REQUIRED TASK: Please reproduce the records below word for word, keeping every line unchanged.

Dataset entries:
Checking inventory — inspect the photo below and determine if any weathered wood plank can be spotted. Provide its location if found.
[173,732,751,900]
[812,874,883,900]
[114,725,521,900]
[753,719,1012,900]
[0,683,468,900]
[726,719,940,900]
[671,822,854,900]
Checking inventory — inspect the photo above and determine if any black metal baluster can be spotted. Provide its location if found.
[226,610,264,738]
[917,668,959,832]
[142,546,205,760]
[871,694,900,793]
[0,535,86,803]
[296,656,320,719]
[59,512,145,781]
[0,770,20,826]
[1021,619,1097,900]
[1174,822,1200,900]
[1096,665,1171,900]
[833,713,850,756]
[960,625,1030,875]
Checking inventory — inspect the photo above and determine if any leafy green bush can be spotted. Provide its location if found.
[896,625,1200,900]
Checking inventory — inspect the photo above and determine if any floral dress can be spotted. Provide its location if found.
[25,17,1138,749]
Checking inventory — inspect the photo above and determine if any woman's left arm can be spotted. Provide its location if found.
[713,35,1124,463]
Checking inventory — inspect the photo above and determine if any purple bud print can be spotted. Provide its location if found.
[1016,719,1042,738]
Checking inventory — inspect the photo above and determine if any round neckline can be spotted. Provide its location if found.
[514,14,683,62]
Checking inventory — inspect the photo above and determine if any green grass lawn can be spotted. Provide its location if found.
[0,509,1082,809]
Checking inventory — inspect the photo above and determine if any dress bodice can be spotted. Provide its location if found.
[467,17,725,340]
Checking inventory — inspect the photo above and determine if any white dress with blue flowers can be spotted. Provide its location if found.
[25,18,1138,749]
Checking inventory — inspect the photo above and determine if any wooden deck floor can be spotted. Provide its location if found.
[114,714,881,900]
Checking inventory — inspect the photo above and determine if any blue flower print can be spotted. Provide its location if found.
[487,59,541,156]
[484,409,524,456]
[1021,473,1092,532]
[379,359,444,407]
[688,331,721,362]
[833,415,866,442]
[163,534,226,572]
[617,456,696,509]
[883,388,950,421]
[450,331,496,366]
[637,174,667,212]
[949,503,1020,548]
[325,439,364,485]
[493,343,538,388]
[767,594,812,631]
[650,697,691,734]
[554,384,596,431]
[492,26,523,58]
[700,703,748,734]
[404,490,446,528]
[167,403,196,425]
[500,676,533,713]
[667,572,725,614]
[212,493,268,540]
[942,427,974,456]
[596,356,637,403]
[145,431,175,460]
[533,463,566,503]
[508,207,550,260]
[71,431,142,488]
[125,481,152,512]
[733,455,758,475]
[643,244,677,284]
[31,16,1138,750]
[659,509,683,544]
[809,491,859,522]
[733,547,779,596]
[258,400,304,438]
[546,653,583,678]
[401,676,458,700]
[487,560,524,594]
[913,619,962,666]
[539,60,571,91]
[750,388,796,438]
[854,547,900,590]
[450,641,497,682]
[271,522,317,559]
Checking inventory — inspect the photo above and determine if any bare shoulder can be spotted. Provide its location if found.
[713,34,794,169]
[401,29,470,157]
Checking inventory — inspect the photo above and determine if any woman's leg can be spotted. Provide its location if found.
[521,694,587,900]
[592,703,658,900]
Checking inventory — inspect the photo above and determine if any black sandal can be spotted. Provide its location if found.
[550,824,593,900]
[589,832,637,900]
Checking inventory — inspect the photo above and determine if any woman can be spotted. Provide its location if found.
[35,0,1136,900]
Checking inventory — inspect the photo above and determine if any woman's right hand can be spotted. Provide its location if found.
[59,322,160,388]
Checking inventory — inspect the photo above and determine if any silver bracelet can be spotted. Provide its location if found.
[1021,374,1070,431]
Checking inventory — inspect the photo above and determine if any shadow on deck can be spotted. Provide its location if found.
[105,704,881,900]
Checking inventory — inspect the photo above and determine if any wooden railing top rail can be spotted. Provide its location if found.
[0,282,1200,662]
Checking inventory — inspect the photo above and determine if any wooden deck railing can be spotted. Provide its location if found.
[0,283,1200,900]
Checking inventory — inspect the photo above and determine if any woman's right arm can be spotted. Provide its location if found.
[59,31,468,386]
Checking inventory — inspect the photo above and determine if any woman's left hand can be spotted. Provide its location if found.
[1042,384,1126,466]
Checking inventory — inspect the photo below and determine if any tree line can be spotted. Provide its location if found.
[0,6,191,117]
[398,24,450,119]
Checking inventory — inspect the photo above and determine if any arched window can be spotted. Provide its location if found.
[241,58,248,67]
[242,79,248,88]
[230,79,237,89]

THE REPLY:
Checking inventory — inspect the photo below and determine if any weathered wood plank can be spotted. Provide its location if found.
[173,732,751,900]
[812,874,883,900]
[114,725,521,900]
[753,719,1012,900]
[0,683,468,900]
[726,719,940,900]
[671,822,854,900]
Checking inventory — inspect the photo above and determine if any black metal baluster can be spotted. Provide its location if found.
[226,610,264,738]
[917,668,959,832]
[142,546,205,760]
[871,694,900,793]
[0,535,86,803]
[296,656,320,719]
[59,512,145,781]
[0,770,20,826]
[1021,619,1097,900]
[1174,822,1200,900]
[1096,665,1171,900]
[833,713,850,756]
[960,625,1030,875]
Checking inventory — inspect the photo above and determine if any leafy green bush can be spotted. Provide its location if found.
[896,625,1200,900]
Checking inventory — inspect the photo above and determine if any floral dress can be spotted. Provide its location if found.
[25,17,1138,749]
Checking inventory — inspect the photo above and determine if any woman's left arm can be spotted. Provide its location if found.
[713,35,1124,463]
Checking inventory — inspect the photo above and determine if any purple bud print can be spotted. Provide its location if found.
[1016,719,1042,738]
Checking inventory — inspect the photo above and determine if any round neckline can be spotted. Provide its location if found.
[514,14,683,62]
Checking inventory — inspect the photo above and determine if any green grass lawn can be spotted. Provide its location if found.
[0,509,1082,809]
Checking inventory — inspect the photo above and determine if any dress bodice can be spotted. Provide its location if found.
[467,17,725,340]
Checking inventory — inspect the photo above and determine if any white dress with blue flowers can be spotted. Provide its location if found.
[25,18,1138,749]
Checking inventory — inspect the photo above and determine if any wooden deck floor can be spotted. Provide its location if found.
[114,714,881,900]
Checking inventory — inspect the photo above and determine if any blue flower print can be spotted. Provide its location if found.
[487,59,541,156]
[484,409,524,456]
[1021,473,1092,532]
[379,359,444,407]
[688,331,721,362]
[833,415,866,442]
[163,534,226,572]
[617,456,696,509]
[883,388,950,421]
[450,331,496,366]
[637,174,667,212]
[949,503,1020,548]
[325,439,364,485]
[493,343,538,388]
[767,594,812,631]
[650,697,691,734]
[554,384,596,431]
[492,26,523,58]
[700,703,748,734]
[404,490,446,528]
[167,403,196,425]
[500,676,533,713]
[667,572,725,614]
[212,493,268,540]
[942,427,974,456]
[596,356,637,403]
[145,431,175,460]
[533,463,566,503]
[508,207,550,260]
[71,431,142,488]
[125,481,152,512]
[733,455,758,475]
[643,244,677,284]
[31,16,1138,750]
[659,509,683,544]
[809,491,859,522]
[733,547,779,596]
[258,400,304,438]
[546,653,583,678]
[401,676,458,700]
[487,560,524,594]
[913,619,962,666]
[539,60,571,91]
[750,388,796,438]
[854,547,900,590]
[450,641,497,682]
[271,522,317,559]
Checking inventory — inspect the photo above and determine if any bare shoulder can be spotted. Provide its location if found.
[713,34,794,169]
[401,29,470,157]
Checking inventory — inspect the photo above and determine if any woman's leg can be spotted. Provide its location if found.
[521,694,587,900]
[592,703,658,900]
Checking inventory — inspect the photo above and determine if any black sandal can be spotted. Provide its location if found.
[550,824,593,900]
[589,832,637,900]
Checking inventory — inspect the photo above and determine if any woman can be spotted. Provide its location if found.
[35,0,1136,900]
Checking inventory — inspect the photo above and determine if any woman's right hand can be spotted. Provide its location if found.
[59,322,160,388]
Checking inventory — inspect the photo above and determine if any silver bracelet can be spotted. Provide its location if found.
[1021,374,1070,431]
Checking inventory — inspect the photo above and determine if any shadow on deck can be spotted. Provide its location if found.
[105,704,881,900]
Checking inventory — inspect the photo above and determine if any wooden railing top rail can be spotted. Provide its location if found.
[0,282,1200,662]
Checking inventory — inspect the photo above and determine if any wooden deck railing can be spotted. Provide its location if found.
[0,283,1200,900]
Checking inventory — inspect the photo above and determine if any woman's right arm can be spotted. Provide its location if found.
[59,31,468,386]
Checking inventory — inspect the photo above and determine if any woman's left hand can be spotted. Provide its location if found.
[1042,384,1126,466]
Checking inventory — inspect the photo below and determine if any tree line can be spotted. Provide its location if found.
[0,6,191,117]
[398,24,450,119]
Checking inventory — inspect the photo above and determine if any arched window can be spotted. Provide its location if found.
[241,58,248,67]
[242,79,248,88]
[230,79,237,89]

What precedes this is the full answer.